** Task objective **
Print the complete set of entries exactly.

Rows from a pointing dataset
******
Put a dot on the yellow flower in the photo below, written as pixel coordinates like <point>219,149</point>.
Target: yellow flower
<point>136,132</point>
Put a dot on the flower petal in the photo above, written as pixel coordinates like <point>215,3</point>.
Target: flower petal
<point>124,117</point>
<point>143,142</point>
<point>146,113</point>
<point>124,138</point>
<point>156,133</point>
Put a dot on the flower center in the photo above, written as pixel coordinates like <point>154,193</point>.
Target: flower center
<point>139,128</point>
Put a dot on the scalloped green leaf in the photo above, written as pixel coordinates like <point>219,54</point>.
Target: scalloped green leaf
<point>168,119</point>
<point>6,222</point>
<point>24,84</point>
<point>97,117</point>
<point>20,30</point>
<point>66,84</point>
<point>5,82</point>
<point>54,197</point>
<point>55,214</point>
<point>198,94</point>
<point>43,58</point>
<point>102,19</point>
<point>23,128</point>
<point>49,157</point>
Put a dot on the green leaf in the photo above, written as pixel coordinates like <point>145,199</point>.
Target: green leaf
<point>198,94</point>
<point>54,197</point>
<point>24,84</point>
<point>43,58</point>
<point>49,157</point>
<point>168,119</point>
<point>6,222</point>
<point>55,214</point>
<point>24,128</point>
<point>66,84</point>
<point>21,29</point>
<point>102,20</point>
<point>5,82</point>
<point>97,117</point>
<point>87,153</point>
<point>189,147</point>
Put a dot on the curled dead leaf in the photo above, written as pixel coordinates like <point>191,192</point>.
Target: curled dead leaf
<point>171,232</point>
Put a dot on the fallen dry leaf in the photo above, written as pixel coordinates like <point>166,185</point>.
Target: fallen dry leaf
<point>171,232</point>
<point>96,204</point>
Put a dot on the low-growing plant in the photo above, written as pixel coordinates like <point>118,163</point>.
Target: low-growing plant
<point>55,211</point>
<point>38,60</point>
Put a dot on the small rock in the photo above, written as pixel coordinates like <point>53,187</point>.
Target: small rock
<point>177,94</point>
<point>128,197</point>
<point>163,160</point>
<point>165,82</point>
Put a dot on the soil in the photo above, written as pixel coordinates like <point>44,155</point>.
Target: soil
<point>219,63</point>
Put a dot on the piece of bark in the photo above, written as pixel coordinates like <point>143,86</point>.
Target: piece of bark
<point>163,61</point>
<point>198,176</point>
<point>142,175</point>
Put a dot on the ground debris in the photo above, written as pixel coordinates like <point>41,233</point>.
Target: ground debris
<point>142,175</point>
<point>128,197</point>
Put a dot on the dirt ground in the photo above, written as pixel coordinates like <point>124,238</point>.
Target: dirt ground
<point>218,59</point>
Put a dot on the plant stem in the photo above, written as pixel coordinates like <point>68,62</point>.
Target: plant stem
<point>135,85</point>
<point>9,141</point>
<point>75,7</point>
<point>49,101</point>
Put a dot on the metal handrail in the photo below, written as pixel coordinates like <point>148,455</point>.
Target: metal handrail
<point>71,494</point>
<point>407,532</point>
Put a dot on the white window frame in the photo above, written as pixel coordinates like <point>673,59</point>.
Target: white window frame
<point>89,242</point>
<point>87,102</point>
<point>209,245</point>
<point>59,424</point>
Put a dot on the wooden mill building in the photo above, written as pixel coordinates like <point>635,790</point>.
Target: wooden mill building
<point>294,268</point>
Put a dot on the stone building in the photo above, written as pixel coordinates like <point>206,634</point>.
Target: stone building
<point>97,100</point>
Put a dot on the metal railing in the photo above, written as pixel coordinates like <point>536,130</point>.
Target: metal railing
******
** Task output **
Put a dot on the yellow flower in the photo below, written as pixel coordinates like <point>219,149</point>.
Target: yellow flower
<point>136,132</point>
Put a dot on the flower petal in the photo above, written as pixel coordinates like <point>215,3</point>.
Target: flower petal
<point>124,117</point>
<point>143,142</point>
<point>146,113</point>
<point>124,138</point>
<point>156,133</point>
Put a dot on the flower center in the photo above, written as pixel coordinates like <point>154,193</point>.
Target: flower center
<point>139,128</point>
Put a dot on the scalloped green leaf in the photo above, written as pixel coordinates like <point>219,54</point>.
Target: scalloped green leaf
<point>168,119</point>
<point>6,222</point>
<point>24,84</point>
<point>97,117</point>
<point>20,30</point>
<point>66,84</point>
<point>5,82</point>
<point>54,197</point>
<point>55,214</point>
<point>198,94</point>
<point>43,58</point>
<point>102,19</point>
<point>23,128</point>
<point>49,157</point>
Put a dot on the green leaf in the photo above, written as pixel coordinates like <point>145,199</point>.
Target: green leaf
<point>198,94</point>
<point>54,197</point>
<point>24,84</point>
<point>43,58</point>
<point>49,157</point>
<point>168,119</point>
<point>6,222</point>
<point>55,214</point>
<point>24,128</point>
<point>66,84</point>
<point>21,29</point>
<point>102,20</point>
<point>5,82</point>
<point>97,117</point>
<point>87,153</point>
<point>189,147</point>
Put a dot on the curled dead leaf in the photo above, written as pixel coordinates like <point>191,192</point>.
Target: curled dead leaf
<point>171,232</point>
Put a dot on the fallen dry leaf in the photo above, written as pixel coordinates like <point>166,185</point>.
Target: fallen dry leaf
<point>171,232</point>
<point>96,204</point>
Put a dot on the low-growing plant in the photo above, written as pixel coordinates like <point>118,163</point>.
Target: low-growing plant
<point>55,211</point>
<point>38,60</point>
Put a dot on the small rock in the photo above, written as pixel coordinates like <point>53,187</point>.
Target: small rock
<point>177,94</point>
<point>128,197</point>
<point>163,160</point>
<point>165,82</point>
Put a dot on the soil in the photo above, written as pixel coordinates like <point>44,155</point>.
Target: soil
<point>219,63</point>
Put a dot on the piece of bark in the photo above, written as pixel coordinates like <point>143,86</point>.
Target: piece of bark
<point>163,61</point>
<point>198,176</point>
<point>142,175</point>
Put a dot on the ground debris in the photo above, written as pixel coordinates like <point>41,233</point>.
Target: ground debris
<point>142,175</point>
<point>128,197</point>
Put a dot on the dirt ground in the photo above, written as pixel coordinates like <point>124,238</point>.
Target: dirt ground
<point>218,59</point>
Put a dot on the plant stem in the photo above, written as pixel coordinates like <point>68,62</point>.
Target: plant stem
<point>135,85</point>
<point>9,141</point>
<point>75,7</point>
<point>49,101</point>
Put a dot on the metal handrail in the photo below, written as pixel coordinates like <point>148,455</point>.
Target: metal handrail
<point>71,494</point>
<point>407,532</point>
Put a dot on the white window frame in the photo above, written as pixel coordinates like <point>673,59</point>.
Target: white window frame
<point>89,242</point>
<point>87,102</point>
<point>209,245</point>
<point>59,424</point>
Put a dot on the wooden mill building in the photo above, written as pixel coordinates like <point>635,790</point>.
Target: wooden mill building
<point>294,268</point>
Put a dot on the stone building in the photo above, written as pixel coordinates like <point>206,634</point>.
Target: stone building
<point>97,100</point>
Put a dot on the metal railing in the photo above, written as pixel coordinates like <point>536,130</point>.
Target: metal railing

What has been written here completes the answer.